The coupling of BOLD signal variability and degree centrality underlies cognitive functions and psychiatric diseases

• Published in: NeuroImage (Orlando, Fla.) Vol. 237; p. 118187
• Main Authors: Sheng, Jintao, Zhang, Liang, Feng, Junjiao, Liu, Jing, Li, Anqi, Chen, Wei, Shen, Yuedi, Wang, Jinhui, He, Yong, Xue, Gui
• Format: Journal Article
• Language: English
• Published: Amsterdam Elsevier Inc 15.08.2021; Elsevier Limited; Elsevier
• Subjects: Age; Alzheimer's disease; Blood flow; Brain; Brain mapping; Cerebral blood flow; Cognitive ability; Cognitive function; Datasets; Degree centrality; Disease vulnerability; Functional magnetic resonance imaging; Integration; Mean-scaled fractional BOLD signal variability; Mental disorders; Metabolism; Neuroimaging; Resting-state fMRI; Standard deviation; Beijing China; China; Resting-state fMRI; Degree centrality; Cognitive function; Mean-scaled fractional BOLD signal variability; Disease vulnerability
• ISSN: 1053-8119; 1095-9572; 1095-9572
• DOI: 10.1016/j.neuroimage.2021.118187

•The mean-scaled fractional BOLD signal variability (mfSDBOLD) was reliable.•The degree centrality (DC) and mfSDBOLD were correlated with cerebral blood flow.•The mfSDBOLD and DC were strongly coupled both across voxels and subjects.•The strength of DC-mfSDBOLD coupling predicted cognitive performance.•Regions with greater DC-mfSDBOLD mismatch were more vulnerable to brain diseases. Brain signal variability has been consistently linked to functional integration; however, whether this coupling is associated with cognitive functions and/or psychiatric diseases has not been clarified. Using multiple multimodality datasets, including resting-state functional magnetic resonance imaging (rsfMRI) data from the Human Connectome Project (HCP: N = 927) and a Beijing sample (N = 416) and cerebral blood flow (CBF) and rsfMRI data from a Hangzhou sample (N = 29), we found that, compared with the existing variability measure (i.e., SDBOLD), the mean-scaled (standardized) fractional standard deviation of the BOLD signal (mfSDBOLD) maintained very high test-retest reliability, showed greater cross-site reliability and was less affected by head motion. We also found strong reproducible couplings between the mfSDBOLD and functional integration measured by the degree centrality (DC), both cross-voxel and cross-subject, which were robust to scanning and preprocessing parameters. Moreover, both mfSDBOLD and DC were correlated with CBF, suggesting a common physiological basis for both measures. Critically, the degree of coupling between mfSDBOLD and long-range DC was positively correlated with individuals’ cognitive total composite scores. Brain regions with greater mismatches between mfSDBOLD and long-range DC were more vulnerable to brain diseases. Our results suggest that BOLD signal variability could serve as a meaningful index of local function that underlies functional integration in the human brain and that a strong coupling between BOLD signal variability and functional integration may serve as a hallmark of balanced brain networks that are associated with optimal brain functions.

EXTRACTED MATERIAL:
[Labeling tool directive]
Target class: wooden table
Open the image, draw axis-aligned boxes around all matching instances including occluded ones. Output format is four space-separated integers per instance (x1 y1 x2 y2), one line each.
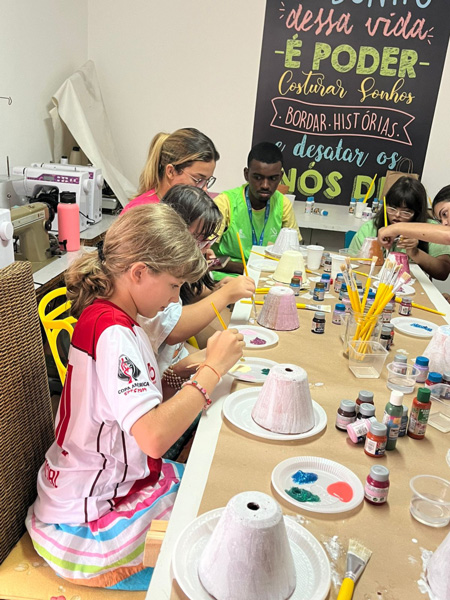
147 252 450 600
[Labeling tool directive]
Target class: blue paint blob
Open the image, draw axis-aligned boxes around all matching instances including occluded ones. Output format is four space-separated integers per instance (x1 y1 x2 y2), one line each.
291 470 318 484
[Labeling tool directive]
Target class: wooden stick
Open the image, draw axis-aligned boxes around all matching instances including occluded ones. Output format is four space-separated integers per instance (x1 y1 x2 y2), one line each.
211 302 228 330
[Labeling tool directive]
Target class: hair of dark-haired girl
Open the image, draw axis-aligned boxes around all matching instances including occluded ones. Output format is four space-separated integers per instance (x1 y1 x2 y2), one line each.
161 185 222 305
433 185 450 221
373 176 429 253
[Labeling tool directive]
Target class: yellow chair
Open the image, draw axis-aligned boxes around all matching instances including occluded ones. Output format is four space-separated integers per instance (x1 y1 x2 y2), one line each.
38 287 77 385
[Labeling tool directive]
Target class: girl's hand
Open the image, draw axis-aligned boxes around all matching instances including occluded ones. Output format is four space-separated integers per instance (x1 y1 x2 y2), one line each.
221 275 256 304
205 329 245 375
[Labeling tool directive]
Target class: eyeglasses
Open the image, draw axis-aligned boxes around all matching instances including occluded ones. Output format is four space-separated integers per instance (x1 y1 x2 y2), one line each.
197 235 219 250
180 169 217 190
386 206 414 219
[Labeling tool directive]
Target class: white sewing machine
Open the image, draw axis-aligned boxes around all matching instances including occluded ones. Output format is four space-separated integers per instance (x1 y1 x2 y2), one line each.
13 165 93 232
31 163 103 225
0 208 14 269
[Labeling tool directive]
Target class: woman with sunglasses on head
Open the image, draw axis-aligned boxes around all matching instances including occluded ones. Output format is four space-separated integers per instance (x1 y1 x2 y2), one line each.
122 127 220 214
349 176 450 279
378 185 450 248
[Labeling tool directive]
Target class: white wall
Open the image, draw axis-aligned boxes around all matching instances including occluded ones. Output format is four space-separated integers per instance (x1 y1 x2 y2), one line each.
0 0 88 174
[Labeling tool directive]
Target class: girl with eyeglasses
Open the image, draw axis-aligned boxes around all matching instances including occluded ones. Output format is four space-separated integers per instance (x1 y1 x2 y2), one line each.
349 176 450 280
378 185 450 248
122 127 220 214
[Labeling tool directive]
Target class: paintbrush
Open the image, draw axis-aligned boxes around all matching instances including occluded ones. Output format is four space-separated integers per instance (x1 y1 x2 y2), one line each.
337 540 372 600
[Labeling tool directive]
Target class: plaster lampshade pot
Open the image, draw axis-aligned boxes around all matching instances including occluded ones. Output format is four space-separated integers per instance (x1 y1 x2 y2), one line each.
422 325 450 373
257 285 300 331
358 238 384 267
427 533 450 600
272 250 309 283
269 227 300 256
198 492 296 600
252 364 314 434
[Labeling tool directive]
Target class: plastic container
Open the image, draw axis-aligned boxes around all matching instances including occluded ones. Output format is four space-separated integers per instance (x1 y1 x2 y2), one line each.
409 475 450 527
386 362 419 394
58 192 80 252
348 341 388 379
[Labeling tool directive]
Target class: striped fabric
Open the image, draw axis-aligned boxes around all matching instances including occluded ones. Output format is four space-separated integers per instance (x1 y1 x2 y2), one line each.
26 460 184 591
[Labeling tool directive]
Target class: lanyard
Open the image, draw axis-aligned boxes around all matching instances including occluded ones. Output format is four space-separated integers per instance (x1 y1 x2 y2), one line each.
244 186 270 246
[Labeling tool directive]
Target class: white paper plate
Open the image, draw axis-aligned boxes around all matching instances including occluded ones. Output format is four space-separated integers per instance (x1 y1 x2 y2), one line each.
222 387 327 442
373 281 416 296
272 456 364 514
234 325 279 350
228 356 278 383
172 508 331 600
391 317 439 338
248 258 278 273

WHAT YOU ARE ASKED TO DO: Decide whether each statement agrees with the BOLD signal variability abstract: (a) the Hangzhou sample had 29 participants; (b) mfSDBOLD was more affected by head motion than SDBOLD; (c) the coupling between mfSDBOLD and long-range DC was negatively correlated with cognitive total composite scores. For each, answer yes or no and quote the deciding words of the abstract. The records are separate material and have nothing to do with the BOLD signal variability abstract.

ANSWER SECTION:
(a) Yes: "a Hangzhou sample (N = 29)"
(b) No: "was less affected by head motion"
(c) No: "was positively correlated with individuals’ cognitive total composite scores"